Text section:

With options, what happens is since they have a time value, the simple version of it is the way that they get the price is there’s a lot of underlying value to the contract itself. Plus you have time value, premium and all these good stuff they mash it all together and outcomes this 2 dollars and 30 cents.
And you can see that this 2 dollars and 30 cents are what you pay when you want to buy it. You can sell it for 2.27 and the Beta has spread the 3 cent difference here is what the market makers make.
Try to go here to the little bit lower one or the higher priced one to the strike price of 130. That way you get 1 dollar and 12 cents. But now the probability of this happening goes down. The further out you go, the less probable this will work out.
What does this allow you to do? Well if you buy a call option and within 71 days, it goes past your strike price which is over here. If it goes to 135, it allows you to have the right to buy that stock at the 125 strike price. And that's because that’s the option you’re buying.

Goal of the exercise:
Answer these from the text on stock options, giving each answer on its own line with the matching letter.
(a) What price does the text say you pay when you want to buy the option?
(b) What price does the text give for the option with a strike price of 130?
(c) Within how many days must the stock go past the strike price in the call option example?

Record excerpts:
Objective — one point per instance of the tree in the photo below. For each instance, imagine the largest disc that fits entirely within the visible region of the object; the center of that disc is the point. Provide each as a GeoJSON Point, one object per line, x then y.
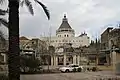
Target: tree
{"type": "Point", "coordinates": [14, 50]}
{"type": "Point", "coordinates": [30, 7]}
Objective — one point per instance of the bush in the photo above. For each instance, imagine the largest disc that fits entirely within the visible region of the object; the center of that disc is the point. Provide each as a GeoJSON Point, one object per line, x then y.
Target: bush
{"type": "Point", "coordinates": [3, 77]}
{"type": "Point", "coordinates": [74, 70]}
{"type": "Point", "coordinates": [94, 69]}
{"type": "Point", "coordinates": [79, 69]}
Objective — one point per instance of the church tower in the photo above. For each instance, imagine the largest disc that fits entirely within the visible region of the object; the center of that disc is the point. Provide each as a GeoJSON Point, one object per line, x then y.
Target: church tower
{"type": "Point", "coordinates": [65, 29]}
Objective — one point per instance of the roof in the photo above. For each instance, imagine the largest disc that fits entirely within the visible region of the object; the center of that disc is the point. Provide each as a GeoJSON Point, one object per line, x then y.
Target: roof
{"type": "Point", "coordinates": [65, 23]}
{"type": "Point", "coordinates": [23, 38]}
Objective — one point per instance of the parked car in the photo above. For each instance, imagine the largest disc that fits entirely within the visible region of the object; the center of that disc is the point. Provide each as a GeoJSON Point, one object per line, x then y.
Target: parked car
{"type": "Point", "coordinates": [71, 68]}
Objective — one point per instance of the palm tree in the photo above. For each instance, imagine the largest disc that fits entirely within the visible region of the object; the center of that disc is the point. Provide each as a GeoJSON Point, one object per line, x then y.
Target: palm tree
{"type": "Point", "coordinates": [14, 51]}
{"type": "Point", "coordinates": [3, 22]}
{"type": "Point", "coordinates": [30, 7]}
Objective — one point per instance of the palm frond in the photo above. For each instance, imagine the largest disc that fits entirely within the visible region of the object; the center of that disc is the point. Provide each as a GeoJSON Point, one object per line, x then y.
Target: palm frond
{"type": "Point", "coordinates": [2, 38]}
{"type": "Point", "coordinates": [3, 12]}
{"type": "Point", "coordinates": [29, 5]}
{"type": "Point", "coordinates": [4, 22]}
{"type": "Point", "coordinates": [44, 8]}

Result of this task:
(a) 2 dollars and 30 cents
(b) 1 dollar and 12 cents
(c) 71 days